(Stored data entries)
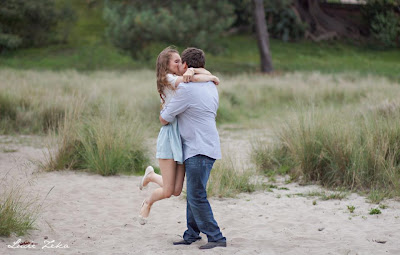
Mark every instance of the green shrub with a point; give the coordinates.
(133, 26)
(282, 22)
(383, 22)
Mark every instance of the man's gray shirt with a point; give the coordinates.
(195, 105)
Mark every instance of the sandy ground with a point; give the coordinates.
(92, 214)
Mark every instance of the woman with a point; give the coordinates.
(169, 146)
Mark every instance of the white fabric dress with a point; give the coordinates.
(169, 143)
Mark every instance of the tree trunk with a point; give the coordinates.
(262, 36)
(321, 25)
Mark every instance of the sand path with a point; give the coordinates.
(92, 214)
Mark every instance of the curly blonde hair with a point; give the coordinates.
(162, 71)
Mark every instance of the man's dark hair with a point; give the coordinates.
(194, 57)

Activity: Verbatim copy with pictures excluded: write out the records above in full.

Exercise result:
Mark every instance of the green shrub with a point; give the coordinates.
(133, 26)
(282, 22)
(383, 22)
Mark every instance of the man's gray shirt with a point; give the coordinates.
(195, 105)
Mark every instance of the sandy ground with a point; give the coordinates.
(92, 214)
Mark every instance of the woman with a point; give the coordinates.
(169, 146)
Mark every instance of the white fabric dress with a point; give the coordinates.
(169, 143)
Mark every instance of the tree trunk with a point; give the coordinates.
(262, 36)
(321, 25)
Mark every instance of the sand path with a point; give the coordinates.
(92, 214)
Mark every instance of the curly blonde hair with a point; give the coordinates.
(162, 71)
Mark every instance of the man's dark hair with a point; give the coordinates.
(194, 57)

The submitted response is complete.